* Task set
[1] Please extract the passage of the cheese column starting at "The story beneath" and ending at "that vegan food.".
[2] Answer these questions using the cheese column:
(a) What are British customers said to be more of than ever before?
(b) Which cheese is described as working hard to supplant mozzarella?
(c) What other favourite is named alongside comté as an unpasteurised cheese?

____ Page extract

The story beneath that nicely whiffy headline was another of those food yarns promoted to the news pages. You know the sort of thing: we’ve all gone vegan; nobody drinks alcohol any more… words to be annulled at a later date when we learn everyone’s gone off being vegan and we’re back on the booze, possibly to dull the memory of all that vegan food.

The tasty nub of this one was that “British customers are more cheese curious than ever before”.

Some of us have always been cheese curious, all too eager to investigate the cheese platter.

What this report said is that sales of halloumi and cottage cheese are on the rise, while “burrata is working hard to supplant mozzarella”. That makes it sound like a race, the 100-metere cheese sprint, but I have no argument with what followed: “Cheeses like comté are now a standard part of a supermarket’s deli range.”

Ah, comté – that most glorious of hard French cheeses, nutty tasting and hits the spot every time. An unpasteurised cheese, as the good ones often are, including another favourite, Lincolnshire Poacher.

________
____ Records supplied

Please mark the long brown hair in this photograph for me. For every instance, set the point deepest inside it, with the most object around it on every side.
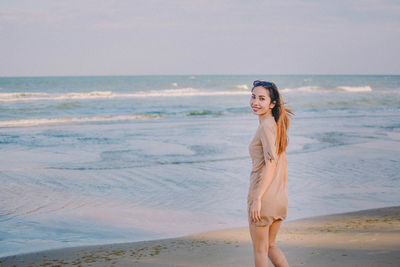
(281, 115)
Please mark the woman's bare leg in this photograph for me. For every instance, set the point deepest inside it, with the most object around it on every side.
(274, 253)
(259, 236)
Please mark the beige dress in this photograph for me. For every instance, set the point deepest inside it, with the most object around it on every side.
(274, 202)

________

* Exercise results
[1]
The story beneath that nicely whiffy headline was another of those food yarns promoted to the news pages. You know the sort of thing: we’ve all gone vegan; nobody drinks alcohol any more… words to be annulled at a later date when we learn everyone’s gone off being vegan and we’re back on the booze, possibly to dull the memory of all that vegan food.

[2]
(a) Cheese curious
(b) Burrata
(c) Lincolnshire Poacher